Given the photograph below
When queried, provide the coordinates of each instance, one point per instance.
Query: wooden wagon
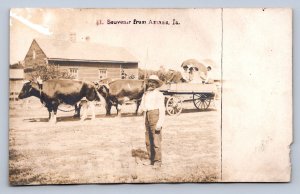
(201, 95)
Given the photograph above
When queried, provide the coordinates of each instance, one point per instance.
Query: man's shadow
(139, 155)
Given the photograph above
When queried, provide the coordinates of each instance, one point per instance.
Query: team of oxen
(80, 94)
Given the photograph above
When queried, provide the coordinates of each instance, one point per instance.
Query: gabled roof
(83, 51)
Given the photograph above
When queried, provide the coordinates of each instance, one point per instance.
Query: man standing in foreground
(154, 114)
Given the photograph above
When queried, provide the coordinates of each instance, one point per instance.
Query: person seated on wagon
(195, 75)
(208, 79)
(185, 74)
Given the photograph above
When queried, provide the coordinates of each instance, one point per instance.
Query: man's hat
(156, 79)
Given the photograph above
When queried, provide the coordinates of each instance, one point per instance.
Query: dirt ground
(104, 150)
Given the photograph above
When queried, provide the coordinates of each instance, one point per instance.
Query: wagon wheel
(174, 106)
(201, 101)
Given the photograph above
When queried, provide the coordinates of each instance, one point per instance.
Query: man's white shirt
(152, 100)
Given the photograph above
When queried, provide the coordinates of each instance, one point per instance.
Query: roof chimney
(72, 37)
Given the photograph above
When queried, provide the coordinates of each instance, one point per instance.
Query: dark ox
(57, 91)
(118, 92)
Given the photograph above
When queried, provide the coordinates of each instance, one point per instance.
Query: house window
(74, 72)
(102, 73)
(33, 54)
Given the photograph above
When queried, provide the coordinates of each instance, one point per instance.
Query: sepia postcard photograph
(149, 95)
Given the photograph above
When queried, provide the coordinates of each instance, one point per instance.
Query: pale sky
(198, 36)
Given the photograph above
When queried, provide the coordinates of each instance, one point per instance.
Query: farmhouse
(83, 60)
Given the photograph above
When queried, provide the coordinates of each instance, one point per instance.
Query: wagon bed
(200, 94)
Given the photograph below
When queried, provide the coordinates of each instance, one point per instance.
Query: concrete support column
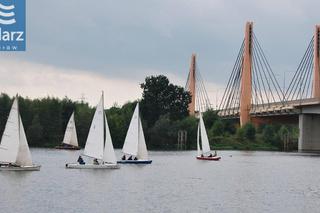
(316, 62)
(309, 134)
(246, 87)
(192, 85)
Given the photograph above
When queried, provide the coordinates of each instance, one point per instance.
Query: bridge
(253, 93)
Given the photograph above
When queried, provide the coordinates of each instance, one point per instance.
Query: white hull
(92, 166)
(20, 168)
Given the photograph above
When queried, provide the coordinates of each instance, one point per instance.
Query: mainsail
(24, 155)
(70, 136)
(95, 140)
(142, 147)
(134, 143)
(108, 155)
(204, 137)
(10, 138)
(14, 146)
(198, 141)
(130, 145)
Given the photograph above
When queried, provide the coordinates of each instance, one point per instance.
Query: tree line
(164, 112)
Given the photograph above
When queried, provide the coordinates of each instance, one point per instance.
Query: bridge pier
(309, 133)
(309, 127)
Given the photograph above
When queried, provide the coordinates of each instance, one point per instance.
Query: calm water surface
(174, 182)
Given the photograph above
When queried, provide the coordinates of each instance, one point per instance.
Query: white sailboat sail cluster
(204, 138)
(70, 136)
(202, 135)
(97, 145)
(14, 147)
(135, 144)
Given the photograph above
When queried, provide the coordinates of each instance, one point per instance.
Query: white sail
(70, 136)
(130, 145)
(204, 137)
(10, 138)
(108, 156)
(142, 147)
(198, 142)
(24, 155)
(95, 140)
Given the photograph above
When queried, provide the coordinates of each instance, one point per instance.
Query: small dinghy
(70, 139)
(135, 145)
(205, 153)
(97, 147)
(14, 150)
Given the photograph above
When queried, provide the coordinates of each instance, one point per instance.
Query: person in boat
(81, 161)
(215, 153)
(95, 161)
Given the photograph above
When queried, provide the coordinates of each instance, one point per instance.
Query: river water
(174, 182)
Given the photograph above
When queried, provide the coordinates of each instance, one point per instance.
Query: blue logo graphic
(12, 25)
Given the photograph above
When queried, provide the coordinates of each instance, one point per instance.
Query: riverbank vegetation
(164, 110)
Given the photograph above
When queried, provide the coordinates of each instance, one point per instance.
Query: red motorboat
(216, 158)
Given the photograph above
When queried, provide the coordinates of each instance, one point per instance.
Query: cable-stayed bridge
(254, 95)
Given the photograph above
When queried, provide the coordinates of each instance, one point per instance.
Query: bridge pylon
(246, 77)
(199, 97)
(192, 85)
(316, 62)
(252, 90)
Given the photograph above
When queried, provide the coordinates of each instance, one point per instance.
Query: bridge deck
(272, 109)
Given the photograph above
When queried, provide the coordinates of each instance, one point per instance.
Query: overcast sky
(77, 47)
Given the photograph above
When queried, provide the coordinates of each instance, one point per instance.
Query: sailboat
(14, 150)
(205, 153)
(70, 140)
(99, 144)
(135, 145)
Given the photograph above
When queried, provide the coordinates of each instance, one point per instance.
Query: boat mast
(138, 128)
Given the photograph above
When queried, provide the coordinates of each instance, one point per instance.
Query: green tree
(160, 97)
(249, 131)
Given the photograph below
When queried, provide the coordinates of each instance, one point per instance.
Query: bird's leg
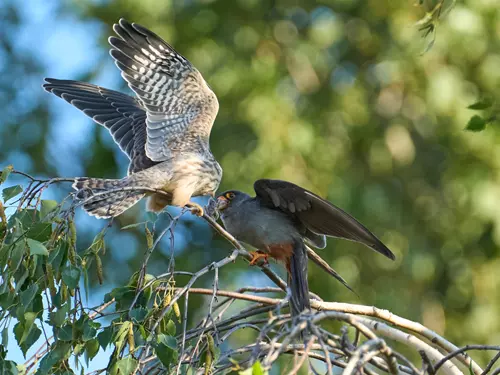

==================================================

_GIVEN REQUEST:_
Which lines of the entries above contain the word "bridge"? Show each such line in full, and treat uppercase and lowercase letters as different.

_SOLUTION FOR THIS EXERCISE:_
Query: bridge
Query: bridge pier
Query: cable-stayed bridge
Query: bridge pylon
Query: bridge deck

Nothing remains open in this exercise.